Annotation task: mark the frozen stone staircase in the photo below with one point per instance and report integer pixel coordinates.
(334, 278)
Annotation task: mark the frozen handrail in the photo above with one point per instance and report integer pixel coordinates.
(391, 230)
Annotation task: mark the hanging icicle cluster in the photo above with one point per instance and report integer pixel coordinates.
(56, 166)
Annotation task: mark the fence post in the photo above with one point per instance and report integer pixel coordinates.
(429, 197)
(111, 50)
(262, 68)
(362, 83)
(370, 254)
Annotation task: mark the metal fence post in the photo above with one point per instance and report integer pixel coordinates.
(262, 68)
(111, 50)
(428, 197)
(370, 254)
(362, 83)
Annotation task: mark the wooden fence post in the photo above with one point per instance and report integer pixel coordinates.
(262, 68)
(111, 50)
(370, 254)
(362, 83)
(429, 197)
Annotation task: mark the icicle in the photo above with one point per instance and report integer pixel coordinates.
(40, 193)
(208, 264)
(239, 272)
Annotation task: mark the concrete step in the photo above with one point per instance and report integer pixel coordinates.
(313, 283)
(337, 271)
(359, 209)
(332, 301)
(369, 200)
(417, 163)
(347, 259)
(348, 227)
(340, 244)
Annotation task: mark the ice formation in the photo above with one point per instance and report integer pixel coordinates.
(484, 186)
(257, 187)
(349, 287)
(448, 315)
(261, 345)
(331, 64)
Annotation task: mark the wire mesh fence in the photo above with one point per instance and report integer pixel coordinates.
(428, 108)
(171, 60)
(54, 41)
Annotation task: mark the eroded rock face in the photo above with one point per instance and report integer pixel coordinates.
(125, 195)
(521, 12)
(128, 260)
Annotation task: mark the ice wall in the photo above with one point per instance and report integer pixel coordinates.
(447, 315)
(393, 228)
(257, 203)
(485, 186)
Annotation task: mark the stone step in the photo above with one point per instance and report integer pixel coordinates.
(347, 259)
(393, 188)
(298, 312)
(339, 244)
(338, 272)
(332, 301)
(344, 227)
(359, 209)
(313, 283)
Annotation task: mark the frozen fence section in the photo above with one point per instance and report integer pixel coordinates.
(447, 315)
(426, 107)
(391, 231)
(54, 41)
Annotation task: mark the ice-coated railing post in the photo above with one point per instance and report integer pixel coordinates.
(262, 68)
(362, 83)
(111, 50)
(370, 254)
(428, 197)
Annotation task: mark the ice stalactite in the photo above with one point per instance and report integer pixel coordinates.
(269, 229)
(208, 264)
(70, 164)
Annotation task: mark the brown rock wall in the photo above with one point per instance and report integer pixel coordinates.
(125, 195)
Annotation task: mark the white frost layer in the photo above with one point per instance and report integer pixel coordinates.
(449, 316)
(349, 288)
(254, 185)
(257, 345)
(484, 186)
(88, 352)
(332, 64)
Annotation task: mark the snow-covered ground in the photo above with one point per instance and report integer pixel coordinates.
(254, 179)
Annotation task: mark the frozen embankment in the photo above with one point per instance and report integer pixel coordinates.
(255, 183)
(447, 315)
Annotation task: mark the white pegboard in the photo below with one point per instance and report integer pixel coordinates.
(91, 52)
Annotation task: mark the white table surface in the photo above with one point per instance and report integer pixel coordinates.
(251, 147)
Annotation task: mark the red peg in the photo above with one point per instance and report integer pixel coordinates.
##############################
AIM OF THE EXERCISE:
Go through the listing above and restate it word for word.

EXERCISE ANSWER:
Annotation task: mark the frozen stone staircase in the photo below with one point per instance and report integer pixel coordinates.
(334, 278)
Annotation task: mark the frozen handrail in the photo above with one point per instance and report integer pixel coordinates.
(391, 230)
Annotation task: mark the hanging icicle cluster in the photo above with one point per instance and report integer pixel coordinates.
(56, 166)
Annotation task: mark the fence post in the photo above with one point per instance and report integer pixel coordinates.
(429, 197)
(111, 50)
(262, 68)
(362, 83)
(370, 254)
Annotation task: mark the metal fence post in the photo above with one point per instance and report integer pixel coordinates.
(262, 68)
(111, 50)
(428, 197)
(370, 254)
(362, 83)
Annotation task: mark the wooden fence post in the photo above with one point per instance and report integer pixel coordinates.
(262, 68)
(111, 50)
(370, 254)
(362, 83)
(429, 197)
Annotation task: mark the icicle in the photo above with one point per instance and report integer pixel coordinates.
(40, 193)
(208, 264)
(239, 272)
Annotation task: mark the concrete step in the photo above with one point per instance and report integer pixel coordinates.
(313, 283)
(337, 271)
(359, 209)
(332, 301)
(369, 200)
(417, 163)
(347, 259)
(348, 227)
(340, 244)
Annotation task: mark the ice formation in the photo above with one point per instance and report integer pixel coordinates.
(484, 186)
(257, 187)
(349, 287)
(448, 315)
(261, 345)
(331, 64)
Annotation task: mark the wire mesh fence in the photo above with one point per instance and report integer pixel coordinates.
(428, 108)
(171, 60)
(54, 41)
Annotation task: mark the eroded rock face in the photo above with one point per instance and report integer pixel coordinates.
(125, 195)
(521, 12)
(128, 260)
Annotation task: mark the ice wall in the photo above with one point per instance and report integer pixel coordinates.
(447, 315)
(393, 228)
(257, 203)
(485, 186)
Annotation task: mark the stone step in the photo above with one point per instance and report integer pixel coordinates.
(347, 259)
(393, 188)
(298, 312)
(339, 244)
(338, 272)
(332, 301)
(344, 227)
(359, 209)
(313, 283)
Annotation task: mark the frozen fence section in the photo above with one point per instance and report integer pixel coordinates.
(447, 315)
(426, 107)
(391, 231)
(54, 41)
Annotation task: mark the ice-coated railing post in the photo above with one point per instance and report integer pixel coordinates.
(262, 68)
(362, 83)
(111, 50)
(370, 254)
(428, 197)
Annotation task: mark the ice stalactite in the photo above with one point per instance and report integer pixel coordinates.
(269, 229)
(208, 264)
(70, 164)
Annotation task: mark the brown rock wall in the photo above with one point per instance and report integer pixel coordinates.
(125, 195)
Annotation task: mark the white frost layer in the photo above with one point per instance and report integer pixel coordinates.
(449, 316)
(349, 288)
(254, 185)
(257, 345)
(484, 186)
(88, 352)
(332, 64)
Annotation task: mark the snow-covered ground in the photo above with one point per instance and report integer pixel coordinates.
(254, 179)
Annotation task: mark the frozen embankment in the photo above with one point per instance and report integer pixel coordinates.
(255, 183)
(447, 315)
Annotation task: mark the white pegboard in the photo below with one point per instance and report integer pixel coordinates.
(91, 52)
Annotation task: mark the white table surface in the photo above with one point per instance and report integer pixel coordinates.
(251, 147)
Annotation task: mark the red peg in the photo above with one point per instance and report integer pixel coordinates.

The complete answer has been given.